-- BEGIN Dataset content --

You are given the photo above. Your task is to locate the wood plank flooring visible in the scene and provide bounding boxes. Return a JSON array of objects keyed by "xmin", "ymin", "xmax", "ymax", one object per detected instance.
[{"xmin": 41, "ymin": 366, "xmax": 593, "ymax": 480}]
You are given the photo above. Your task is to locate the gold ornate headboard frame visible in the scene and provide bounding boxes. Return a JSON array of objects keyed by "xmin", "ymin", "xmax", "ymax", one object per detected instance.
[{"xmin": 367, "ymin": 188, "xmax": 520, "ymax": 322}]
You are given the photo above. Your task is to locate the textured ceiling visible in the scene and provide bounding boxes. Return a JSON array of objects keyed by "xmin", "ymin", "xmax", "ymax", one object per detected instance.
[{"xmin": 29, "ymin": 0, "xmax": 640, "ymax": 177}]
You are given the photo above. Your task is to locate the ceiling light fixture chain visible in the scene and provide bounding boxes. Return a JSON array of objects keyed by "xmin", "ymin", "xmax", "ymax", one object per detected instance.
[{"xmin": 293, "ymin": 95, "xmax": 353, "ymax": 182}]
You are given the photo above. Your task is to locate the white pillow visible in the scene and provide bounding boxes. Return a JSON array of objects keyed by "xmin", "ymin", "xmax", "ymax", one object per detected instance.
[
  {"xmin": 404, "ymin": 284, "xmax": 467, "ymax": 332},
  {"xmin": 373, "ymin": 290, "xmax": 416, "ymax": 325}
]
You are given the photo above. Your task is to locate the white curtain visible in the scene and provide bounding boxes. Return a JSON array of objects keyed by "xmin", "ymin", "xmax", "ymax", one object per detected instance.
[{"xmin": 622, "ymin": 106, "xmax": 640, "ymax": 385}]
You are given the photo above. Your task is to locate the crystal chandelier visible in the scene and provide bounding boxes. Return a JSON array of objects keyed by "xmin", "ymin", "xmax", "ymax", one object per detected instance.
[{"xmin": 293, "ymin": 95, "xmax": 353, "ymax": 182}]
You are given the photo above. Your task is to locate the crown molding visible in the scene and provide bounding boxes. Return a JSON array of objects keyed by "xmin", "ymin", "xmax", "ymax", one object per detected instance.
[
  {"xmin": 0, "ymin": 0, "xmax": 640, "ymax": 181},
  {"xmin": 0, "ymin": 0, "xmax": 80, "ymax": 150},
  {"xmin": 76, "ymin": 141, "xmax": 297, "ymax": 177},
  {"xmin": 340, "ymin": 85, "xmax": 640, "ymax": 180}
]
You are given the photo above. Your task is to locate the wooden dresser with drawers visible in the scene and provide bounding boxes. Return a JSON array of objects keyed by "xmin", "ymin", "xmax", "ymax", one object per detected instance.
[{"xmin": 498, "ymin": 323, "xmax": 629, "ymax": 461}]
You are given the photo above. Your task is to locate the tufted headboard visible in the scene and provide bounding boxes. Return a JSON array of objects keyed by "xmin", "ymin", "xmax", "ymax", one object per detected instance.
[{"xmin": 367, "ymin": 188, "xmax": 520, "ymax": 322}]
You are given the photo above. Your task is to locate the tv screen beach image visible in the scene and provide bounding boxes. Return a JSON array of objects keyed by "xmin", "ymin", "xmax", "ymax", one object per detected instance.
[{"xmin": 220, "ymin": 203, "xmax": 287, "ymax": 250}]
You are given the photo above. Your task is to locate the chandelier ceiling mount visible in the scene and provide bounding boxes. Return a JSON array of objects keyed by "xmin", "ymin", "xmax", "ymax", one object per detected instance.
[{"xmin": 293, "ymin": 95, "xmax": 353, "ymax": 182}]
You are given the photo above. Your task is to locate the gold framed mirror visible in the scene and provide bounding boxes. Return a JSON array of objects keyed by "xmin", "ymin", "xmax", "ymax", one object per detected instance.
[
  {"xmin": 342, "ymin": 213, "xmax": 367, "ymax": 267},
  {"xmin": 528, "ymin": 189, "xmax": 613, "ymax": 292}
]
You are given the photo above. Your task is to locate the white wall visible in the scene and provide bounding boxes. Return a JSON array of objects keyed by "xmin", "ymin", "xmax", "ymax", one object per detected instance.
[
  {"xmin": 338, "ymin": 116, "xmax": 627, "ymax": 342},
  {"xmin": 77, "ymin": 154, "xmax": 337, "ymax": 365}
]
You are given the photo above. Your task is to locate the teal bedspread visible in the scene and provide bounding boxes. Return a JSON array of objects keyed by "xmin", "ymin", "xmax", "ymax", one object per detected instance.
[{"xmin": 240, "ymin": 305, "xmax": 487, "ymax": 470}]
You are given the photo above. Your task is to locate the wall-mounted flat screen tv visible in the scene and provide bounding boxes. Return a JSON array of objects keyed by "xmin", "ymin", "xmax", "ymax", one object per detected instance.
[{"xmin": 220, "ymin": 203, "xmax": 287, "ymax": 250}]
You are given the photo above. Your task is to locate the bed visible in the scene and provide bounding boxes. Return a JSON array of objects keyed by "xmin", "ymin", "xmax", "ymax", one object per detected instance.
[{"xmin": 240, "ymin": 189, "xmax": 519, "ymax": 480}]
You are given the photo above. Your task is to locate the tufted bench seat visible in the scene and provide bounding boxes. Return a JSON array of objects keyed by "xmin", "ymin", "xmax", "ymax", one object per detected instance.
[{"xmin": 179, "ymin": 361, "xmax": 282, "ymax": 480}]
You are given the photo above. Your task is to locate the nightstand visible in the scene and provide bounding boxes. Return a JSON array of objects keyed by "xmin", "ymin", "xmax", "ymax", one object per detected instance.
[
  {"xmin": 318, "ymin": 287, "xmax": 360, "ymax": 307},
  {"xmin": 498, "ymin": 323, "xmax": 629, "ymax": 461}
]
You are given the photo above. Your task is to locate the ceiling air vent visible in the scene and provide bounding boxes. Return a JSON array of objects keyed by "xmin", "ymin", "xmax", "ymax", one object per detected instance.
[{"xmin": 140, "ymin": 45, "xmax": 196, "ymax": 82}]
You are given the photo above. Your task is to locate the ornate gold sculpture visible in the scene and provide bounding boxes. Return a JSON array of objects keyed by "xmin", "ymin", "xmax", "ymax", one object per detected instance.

-- END Dataset content --

■ Work required ■
List every line of the material above that contains the word "white", treating uppercase and lowercase as different.

■ Full output ■
You are given the photo above. Your task is to locate the white pillow visible in the scene and provide bounding boxes. Return a JSON array of objects keyed by "xmin", "ymin", "xmax", "ymax", one object per detected instance.
You are given the photo above. Your task is to locate the white curtain visible in the scene and provide bounding boxes. Return a JSON array of objects keyed by "xmin", "ymin", "xmax", "ymax", one object per detected instance.
You are given the photo above. Your task is to locate the white wall visible in the scene and provide bounding boxes. Return a JSON array of objects keyed by "xmin", "ymin", "xmax", "ymax", one object per detected instance.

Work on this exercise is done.